◆ **Texte d'étude**:
_ _ _
Les atouts de la France

Selon l'OCDE, les modèles les plus performants sont ceux des pays ayant des taux importants de cotisation, comme la France ou l'Italie, ou un âge élevé de départ à la retraite, comme les Pays-Bas ou la Norvège, et qui peuvent financer un haut niveau de pensions. Le ­modèle français figure ainsi parmi les plus généreux envers les retraités. "Les plus de 65 ans ont des revenus égaux à 103% de la moyenne de la population ; cela représente environ 2.200 euros par mois", précise Hervé Boulhol.

Classement de l'efficacité des systèmes de retraite dans 37 pays, d'après l'indice Mercer

Classement de l'efficacité des systèmes de retraite dans 37 pays, d'après l'indice Mercer

(Le JDD)
_ _ _
◆ **Tâches à réaliser**:
A) Quels pays le texte sur les retraites cite-t-il nommément ?
B) Pouvez-vous rédiger la suite du texte sur les retraites, à partir de l'endroit où il s'arrête ?
Les lignes qui suivent n'ont aucun lien avec le texte sur les retraites.

◆ **Données à analyser**:
_ _ _
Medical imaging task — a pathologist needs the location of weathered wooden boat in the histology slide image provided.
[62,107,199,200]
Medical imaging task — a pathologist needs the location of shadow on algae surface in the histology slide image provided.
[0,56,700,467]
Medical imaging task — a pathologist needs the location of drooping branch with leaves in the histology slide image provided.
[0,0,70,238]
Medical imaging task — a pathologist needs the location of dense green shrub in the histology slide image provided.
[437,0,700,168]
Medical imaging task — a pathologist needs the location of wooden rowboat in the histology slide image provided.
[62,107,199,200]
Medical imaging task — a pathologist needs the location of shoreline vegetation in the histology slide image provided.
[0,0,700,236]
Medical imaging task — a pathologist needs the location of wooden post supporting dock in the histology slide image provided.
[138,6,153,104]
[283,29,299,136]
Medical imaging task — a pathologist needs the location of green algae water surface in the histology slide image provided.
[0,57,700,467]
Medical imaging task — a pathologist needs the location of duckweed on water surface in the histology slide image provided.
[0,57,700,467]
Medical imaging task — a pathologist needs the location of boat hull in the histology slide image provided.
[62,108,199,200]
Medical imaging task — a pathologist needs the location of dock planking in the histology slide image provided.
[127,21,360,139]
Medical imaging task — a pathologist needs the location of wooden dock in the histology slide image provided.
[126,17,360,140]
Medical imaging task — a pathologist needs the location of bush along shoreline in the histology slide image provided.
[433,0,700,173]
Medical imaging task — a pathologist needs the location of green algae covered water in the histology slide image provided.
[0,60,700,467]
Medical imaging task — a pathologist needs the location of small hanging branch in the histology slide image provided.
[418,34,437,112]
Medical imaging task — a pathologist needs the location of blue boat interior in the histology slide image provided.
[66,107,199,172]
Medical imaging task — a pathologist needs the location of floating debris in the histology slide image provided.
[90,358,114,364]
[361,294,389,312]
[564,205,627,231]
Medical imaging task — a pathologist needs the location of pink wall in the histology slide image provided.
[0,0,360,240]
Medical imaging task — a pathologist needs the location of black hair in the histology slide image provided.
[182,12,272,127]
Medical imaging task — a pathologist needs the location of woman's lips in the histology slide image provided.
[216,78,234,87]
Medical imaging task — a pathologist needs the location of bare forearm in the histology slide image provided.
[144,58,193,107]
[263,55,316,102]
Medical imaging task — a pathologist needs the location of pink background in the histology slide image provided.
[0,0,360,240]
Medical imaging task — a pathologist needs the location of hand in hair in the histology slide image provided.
_ _ _
◆ **Réponses par tâche**:
A) France, Italie, Pays-Bas, Norvège

B)
Les Français partent aussi plus tôt en retraite. Comme les Slovaques et Luxembourgeois, ils sortent du marché du travail à 60,8 ans en moyenne, quatre ans plus tôt que dans les autres pays de l'OCDE. La France fixe l'âge légal minimum pour partir à la retraite à 62 ans, contre 65 ans et 67 ans dans la plupart des pays de l'OCDE. En pratique, les Français partent à la retraite en moyenne à taux plein à 63,3 ans après 41,3 années d'activité (dans le régime général des salariés du privé). Autre carotte française : le calcul des retraites sur les vingt-cinq meilleures années d'une carrière, alors que la plupart des pays de l'OCDE le font sur toutes les années travaillées.

Les femmes discriminées

Tous les ­régimes restent inégalitaires entre les femmes et les hommes, du fait des écarts de ­salaires, du poids des temps partiels et des interruptions qui émaillent leur parcours. Dans 27 pays sur 36, l'écart de pension est en moyenne de 25% et de l'ordre de 40% en Allemagne, au Luxembourg, en Autriche et aux Pays-Bas. En France, la retraite moyenne des hommes est de 1.739 euros, contre 1.065 euros pour les femmes, et de 1.322 euros avec réversion. En matière de pension de réversion, les taux vont de 50 à 60% et dépendent de conditions de ressources, d'âge ou de non-remariage.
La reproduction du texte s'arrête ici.